** Listed entries follows **

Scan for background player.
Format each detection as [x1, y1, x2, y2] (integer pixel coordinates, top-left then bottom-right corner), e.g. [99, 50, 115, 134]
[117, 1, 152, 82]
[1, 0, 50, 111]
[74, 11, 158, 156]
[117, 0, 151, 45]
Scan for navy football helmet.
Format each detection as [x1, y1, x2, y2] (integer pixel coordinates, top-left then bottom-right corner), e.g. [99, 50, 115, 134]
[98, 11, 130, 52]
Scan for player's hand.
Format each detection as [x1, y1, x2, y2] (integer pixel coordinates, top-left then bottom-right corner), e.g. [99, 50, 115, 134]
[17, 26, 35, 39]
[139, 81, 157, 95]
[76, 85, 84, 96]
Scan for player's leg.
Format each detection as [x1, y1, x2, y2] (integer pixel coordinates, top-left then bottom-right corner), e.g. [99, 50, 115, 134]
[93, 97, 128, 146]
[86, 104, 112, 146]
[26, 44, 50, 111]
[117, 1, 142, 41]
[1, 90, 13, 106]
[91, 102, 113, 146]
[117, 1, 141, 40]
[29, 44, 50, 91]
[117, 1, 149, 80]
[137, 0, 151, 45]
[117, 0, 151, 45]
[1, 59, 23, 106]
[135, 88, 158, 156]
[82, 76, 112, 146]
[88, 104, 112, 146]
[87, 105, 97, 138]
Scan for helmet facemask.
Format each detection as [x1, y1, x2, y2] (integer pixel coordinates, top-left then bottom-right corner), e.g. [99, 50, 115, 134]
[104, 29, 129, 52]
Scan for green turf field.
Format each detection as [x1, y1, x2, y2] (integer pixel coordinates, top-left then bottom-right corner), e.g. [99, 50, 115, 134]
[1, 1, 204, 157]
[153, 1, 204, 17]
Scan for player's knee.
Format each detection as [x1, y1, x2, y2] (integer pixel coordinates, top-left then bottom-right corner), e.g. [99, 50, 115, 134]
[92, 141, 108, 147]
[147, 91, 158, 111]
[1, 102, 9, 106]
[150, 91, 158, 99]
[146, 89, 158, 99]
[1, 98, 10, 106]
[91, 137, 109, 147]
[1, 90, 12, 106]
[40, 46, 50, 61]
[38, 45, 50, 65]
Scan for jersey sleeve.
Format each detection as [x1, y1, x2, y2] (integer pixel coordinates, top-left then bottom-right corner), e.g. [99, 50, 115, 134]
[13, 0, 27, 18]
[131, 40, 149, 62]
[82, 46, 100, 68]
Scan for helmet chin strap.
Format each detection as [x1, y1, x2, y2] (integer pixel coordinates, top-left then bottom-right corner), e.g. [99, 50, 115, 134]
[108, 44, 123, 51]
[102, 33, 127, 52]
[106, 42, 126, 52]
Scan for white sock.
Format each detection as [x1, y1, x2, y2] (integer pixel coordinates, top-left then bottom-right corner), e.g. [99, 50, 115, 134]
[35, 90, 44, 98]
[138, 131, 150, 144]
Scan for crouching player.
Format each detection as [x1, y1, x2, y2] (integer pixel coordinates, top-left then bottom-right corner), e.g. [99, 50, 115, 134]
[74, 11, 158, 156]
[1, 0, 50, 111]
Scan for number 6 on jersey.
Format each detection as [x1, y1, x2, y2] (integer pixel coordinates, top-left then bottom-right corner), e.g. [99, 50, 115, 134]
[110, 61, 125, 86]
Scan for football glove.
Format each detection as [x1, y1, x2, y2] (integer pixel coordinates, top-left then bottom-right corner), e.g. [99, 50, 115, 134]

** End of Listed entries **

→ **Description of the task**
Report, with a number and no other words, how many lines of the listing contain "player".

→ **Expected answer**
5